** start of Provided passage **
Re: [PATCH v7 2/2] mm: make lru_add_drain_all() selective

From: Andrew Morton
Date: Wed Aug 14 2013 - 02:48:57 EST


On Tue, 13 Aug 2013 19:32:37 -0400 Chris Metcalf <cmetcalf@xxxxxxxxxx> wrote:

> On 8/13/2013 7:29 PM, Tejun Heo wrote:
> > Hello,
> >
> > On Tue, Aug 13, 2013 at 06:53:32PM -0400, Chris Metcalf wrote:
> >> int lru_add_drain_all(void)
> >> {
> >> - return schedule_on_each_cpu(lru_add_drain_per_cpu);
> >> + return schedule_on_each_cpu_cond(lru_add_drain_per_cpu,
> >> + lru_add_drain_cond, NULL);

This version looks nice to me. It's missing the conversion of
schedule_on_each_cpu(), but I suppose that will be pretty simple.

> > It won't nest and doing it simultaneously won't buy anything, right?
>
> Correct on both counts, I think.

I'm glad you understood the question :(

What does "nest" mean? lru_add_drain_all() calls itself recursively,
presumably via some ghastly alloc_percpu()->alloc_pages(GFP_KERNEL)
route? If that ever happens then we'd certainly want to know about it.
Hopefully PF_MEMALLOC would prevent infinite recursion.

If "nest" means something else then please enlighten me!

As for "doing it simultaneously", I assume we're referring to
concurrent execution from separate threads. If so, why would that "buy
us anything"? Confused. As long as each thread sees "all pages which
were in pagevecs at the time I called lru_add_drain_all() get spilled
onto the LRU" then we're good. afaict the implementation will do this.
** end of Provided passage **
** start of Data listing **
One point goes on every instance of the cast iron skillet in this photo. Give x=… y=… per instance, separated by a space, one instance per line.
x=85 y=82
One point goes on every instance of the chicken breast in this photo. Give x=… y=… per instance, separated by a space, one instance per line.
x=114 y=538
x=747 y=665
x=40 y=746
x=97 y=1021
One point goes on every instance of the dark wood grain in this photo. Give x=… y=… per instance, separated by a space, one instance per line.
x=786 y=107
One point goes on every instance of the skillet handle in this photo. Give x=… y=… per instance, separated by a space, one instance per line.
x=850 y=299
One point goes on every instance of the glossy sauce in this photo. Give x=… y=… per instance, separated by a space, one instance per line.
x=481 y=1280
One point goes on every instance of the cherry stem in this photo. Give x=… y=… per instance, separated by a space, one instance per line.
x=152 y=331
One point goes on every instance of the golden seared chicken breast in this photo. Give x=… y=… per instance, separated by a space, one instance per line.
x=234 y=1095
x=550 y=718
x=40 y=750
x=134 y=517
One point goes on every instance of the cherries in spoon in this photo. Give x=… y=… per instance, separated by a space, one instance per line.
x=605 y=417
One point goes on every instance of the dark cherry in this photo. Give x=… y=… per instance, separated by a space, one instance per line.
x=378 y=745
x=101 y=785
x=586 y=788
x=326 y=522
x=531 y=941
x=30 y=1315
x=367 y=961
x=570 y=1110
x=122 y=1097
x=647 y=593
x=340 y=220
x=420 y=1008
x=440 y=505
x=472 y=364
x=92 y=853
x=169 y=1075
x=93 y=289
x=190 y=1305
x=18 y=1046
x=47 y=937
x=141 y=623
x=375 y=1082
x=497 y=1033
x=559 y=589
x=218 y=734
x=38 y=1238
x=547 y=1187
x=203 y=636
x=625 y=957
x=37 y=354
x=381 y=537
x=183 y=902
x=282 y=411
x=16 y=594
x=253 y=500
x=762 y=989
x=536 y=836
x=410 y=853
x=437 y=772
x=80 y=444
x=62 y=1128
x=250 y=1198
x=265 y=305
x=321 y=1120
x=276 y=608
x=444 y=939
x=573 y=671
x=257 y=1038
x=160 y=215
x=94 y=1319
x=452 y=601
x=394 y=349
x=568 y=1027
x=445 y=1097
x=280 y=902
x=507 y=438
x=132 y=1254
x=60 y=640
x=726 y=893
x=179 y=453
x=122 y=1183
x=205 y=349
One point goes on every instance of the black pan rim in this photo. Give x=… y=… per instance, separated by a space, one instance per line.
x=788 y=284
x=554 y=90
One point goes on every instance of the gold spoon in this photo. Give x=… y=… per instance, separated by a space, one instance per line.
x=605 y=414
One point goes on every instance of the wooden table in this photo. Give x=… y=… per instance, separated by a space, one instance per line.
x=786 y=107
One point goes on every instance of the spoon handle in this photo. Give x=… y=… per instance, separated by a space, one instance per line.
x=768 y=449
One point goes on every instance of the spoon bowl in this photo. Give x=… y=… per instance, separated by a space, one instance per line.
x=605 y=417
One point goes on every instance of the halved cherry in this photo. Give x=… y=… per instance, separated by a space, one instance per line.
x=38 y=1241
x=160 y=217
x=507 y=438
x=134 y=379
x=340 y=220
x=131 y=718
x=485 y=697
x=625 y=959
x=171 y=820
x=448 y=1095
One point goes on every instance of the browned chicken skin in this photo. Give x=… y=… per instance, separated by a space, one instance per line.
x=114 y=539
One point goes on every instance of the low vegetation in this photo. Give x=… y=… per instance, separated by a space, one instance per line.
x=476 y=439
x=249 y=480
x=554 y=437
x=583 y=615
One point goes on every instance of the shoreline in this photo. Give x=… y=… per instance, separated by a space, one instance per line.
** end of Data listing **
**Written problem**. Using the kernel patch reply, explain in one to three sentences why the writer sees no problem with separate threads running lru_add_drain_all() concurrently.

**Complete answer**. The writer says the only requirement is that each calling thread sees every page that was in the pagevecs when it called lru_add_drain_all() spilled onto the LRU. The writer believes the implementation does this, so concurrent execution is acceptable.